| Problem details |
Copy out the passage on Caroline Beaumont Zachry word for word, in full.

| Given passage |
------------------------------------------------

= Caroline Beaumont Zachry =

American educational psychologist

Caroline Beaumont Zachry (20 April 1894 - 22 February 1945) was an educational psychologist born in New York City to James Greer Zachry and Elise Clarkson Thompson. Her maternal grandfather was Hugh Smith Thompson the Governor of South Carolina from 1882 to 1886.

==Early life==
Caroline attended the Spence School for girls from 1908 to 1914. For the next ten years she attended as well as taught at the Teachers College, Columbia University, where she received a B.S. in 1924. Under the direction of William Heard Kilpatrick, professor of philosophy of education, her dissertation on the personality adjustment of schoolchildren earned her a Ph.D. in 1929.

------------------------------------------------

| Items |
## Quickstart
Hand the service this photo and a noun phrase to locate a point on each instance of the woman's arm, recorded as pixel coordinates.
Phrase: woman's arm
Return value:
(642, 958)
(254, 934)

------------------------------------------------

| Response to the task |
= Caroline Beaumont Zachry =

American educational psychologist

Caroline Beaumont Zachry (20 April 1894 - 22 February 1945) was an educational psychologist born in New York City to James Greer Zachry and Elise Clarkson Thompson. Her maternal grandfather was Hugh Smith Thompson the Governor of South Carolina from 1882 to 1886.

==Early life==
Caroline attended the Spence School for girls from 1908 to 1914. For the next ten years she attended as well as taught at the Teachers College, Columbia University, where she received a B.S. in 1924. Under the direction of William Heard Kilpatrick, professor of philosophy of education, her dissertation on the personality adjustment of schoolchildren earned her a Ph.D. in 1929.